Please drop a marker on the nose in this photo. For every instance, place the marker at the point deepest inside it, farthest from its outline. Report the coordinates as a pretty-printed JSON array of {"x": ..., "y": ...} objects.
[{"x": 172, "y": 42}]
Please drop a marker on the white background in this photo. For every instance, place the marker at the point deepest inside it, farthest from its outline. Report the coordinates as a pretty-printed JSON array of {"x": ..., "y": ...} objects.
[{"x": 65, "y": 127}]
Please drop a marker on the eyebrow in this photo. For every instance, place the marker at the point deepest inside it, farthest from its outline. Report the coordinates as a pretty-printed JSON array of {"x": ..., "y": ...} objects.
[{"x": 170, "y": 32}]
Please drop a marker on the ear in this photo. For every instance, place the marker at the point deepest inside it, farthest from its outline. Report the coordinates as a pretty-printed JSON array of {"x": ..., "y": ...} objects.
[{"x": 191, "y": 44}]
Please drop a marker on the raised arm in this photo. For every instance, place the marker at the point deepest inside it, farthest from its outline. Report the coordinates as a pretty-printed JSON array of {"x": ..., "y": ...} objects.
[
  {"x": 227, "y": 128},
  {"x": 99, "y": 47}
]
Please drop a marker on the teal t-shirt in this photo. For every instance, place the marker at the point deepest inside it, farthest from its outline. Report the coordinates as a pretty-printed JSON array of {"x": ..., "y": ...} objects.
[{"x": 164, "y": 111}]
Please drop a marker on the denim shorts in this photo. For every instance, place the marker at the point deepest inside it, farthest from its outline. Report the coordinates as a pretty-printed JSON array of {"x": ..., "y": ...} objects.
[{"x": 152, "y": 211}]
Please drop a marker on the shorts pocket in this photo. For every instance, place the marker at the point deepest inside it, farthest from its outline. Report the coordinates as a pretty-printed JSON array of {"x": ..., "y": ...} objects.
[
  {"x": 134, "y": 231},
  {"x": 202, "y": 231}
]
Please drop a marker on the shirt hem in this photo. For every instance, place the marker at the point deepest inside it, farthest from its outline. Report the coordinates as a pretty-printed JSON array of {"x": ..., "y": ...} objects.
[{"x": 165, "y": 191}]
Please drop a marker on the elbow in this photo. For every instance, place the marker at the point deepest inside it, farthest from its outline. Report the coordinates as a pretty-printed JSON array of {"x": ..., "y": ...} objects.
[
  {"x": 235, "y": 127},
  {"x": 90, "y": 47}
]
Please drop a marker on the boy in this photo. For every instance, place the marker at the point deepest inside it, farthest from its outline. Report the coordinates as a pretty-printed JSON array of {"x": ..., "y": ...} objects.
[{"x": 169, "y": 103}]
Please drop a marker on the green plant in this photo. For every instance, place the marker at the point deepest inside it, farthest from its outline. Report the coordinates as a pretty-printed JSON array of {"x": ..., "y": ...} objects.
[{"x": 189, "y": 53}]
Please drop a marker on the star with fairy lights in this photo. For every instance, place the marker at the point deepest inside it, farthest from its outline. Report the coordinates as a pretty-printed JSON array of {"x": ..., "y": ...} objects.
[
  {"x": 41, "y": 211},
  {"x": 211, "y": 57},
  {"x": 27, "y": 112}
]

◆ **What you need to do**
Copy out every item above word for word.

◆ **Finished answer**
Please drop a marker on the nose in this photo. For every instance, place the marker at the point deepest inside it, farthest from its outline. Report the coordinates as a pretty-printed JSON array of {"x": ..., "y": ...} objects.
[{"x": 172, "y": 42}]
Please drop a marker on the white background in this photo. For every instance, place the marker at the point deepest inside it, farthest from its outline. Report the coordinates as a pretty-printed JSON array of {"x": ..., "y": ...} objects.
[{"x": 65, "y": 127}]
Please drop a marker on the eyebrow in this photo. For every instance, place the marker at the point deepest inside it, farthest from its outline. Report the coordinates as a pretty-printed JSON array of {"x": ..., "y": ...} objects.
[{"x": 170, "y": 32}]
Please drop a marker on the ear in this photo. For every instance, place the marker at the point deepest inside it, farthest from its outline. Report the coordinates as a pretty-printed JSON array of {"x": ..., "y": ...} objects.
[{"x": 191, "y": 44}]
Please drop a marker on the raised arm in this photo. For every instance, place the marker at the point deepest inside it, farthest from its outline. Report the coordinates as a pretty-printed JSON array of {"x": ..., "y": ...} objects.
[
  {"x": 227, "y": 128},
  {"x": 99, "y": 47}
]
Please drop a marker on the teal t-shirt in this photo. For every instance, place the marker at the point deepest inside it, farthest from its outline. Report the coordinates as a pretty-printed JSON array of {"x": ..., "y": ...} objects.
[{"x": 164, "y": 111}]
Please drop a marker on the denim shorts in this photo. For every instance, place the marker at the point deepest inside it, farthest from its outline. Report the coordinates as a pretty-printed JSON array of {"x": ..., "y": ...} objects.
[{"x": 152, "y": 211}]
Please drop a marker on the shorts pocket in this photo. For every instance, place the marker at the point deepest inside it, farthest from its outline. Report the coordinates as a pretty-printed JSON array of {"x": ..., "y": ...} objects.
[
  {"x": 134, "y": 231},
  {"x": 202, "y": 231}
]
Please drop a marker on the shirt hem in this photo. For every instance, place the marker at the point deepest inside it, farthest from its outline. Report the coordinates as a pretty-printed JSON array of {"x": ..., "y": ...} objects.
[{"x": 165, "y": 191}]
Please drop a marker on the elbow in this photo. For every instance, place the marker at the point deepest inside it, farthest from its outline. Report the coordinates as a pretty-printed JSON array of {"x": ..., "y": ...} objects.
[
  {"x": 235, "y": 127},
  {"x": 90, "y": 47}
]
Please drop a marker on the boy in this photo. For every instance, place the marker at the point deepest inside it, farthest from its outline. Report the coordinates as a pretty-printed JSON array of {"x": ..., "y": ...} objects.
[{"x": 169, "y": 103}]
Please drop a marker on the green plant in this photo. For every instance, place the marker at the point deepest inside it, farthest from its outline. Report the coordinates as a pretty-printed JSON array of {"x": ..., "y": ...} objects.
[{"x": 189, "y": 53}]
Please drop a marker on the star with fairy lights in this photo. For every instance, place the marker at the point deepest inside it, farthest from its outline. Report the coordinates as a pretty-printed JSON array of {"x": ..., "y": ...} objects.
[
  {"x": 41, "y": 211},
  {"x": 211, "y": 57},
  {"x": 27, "y": 112}
]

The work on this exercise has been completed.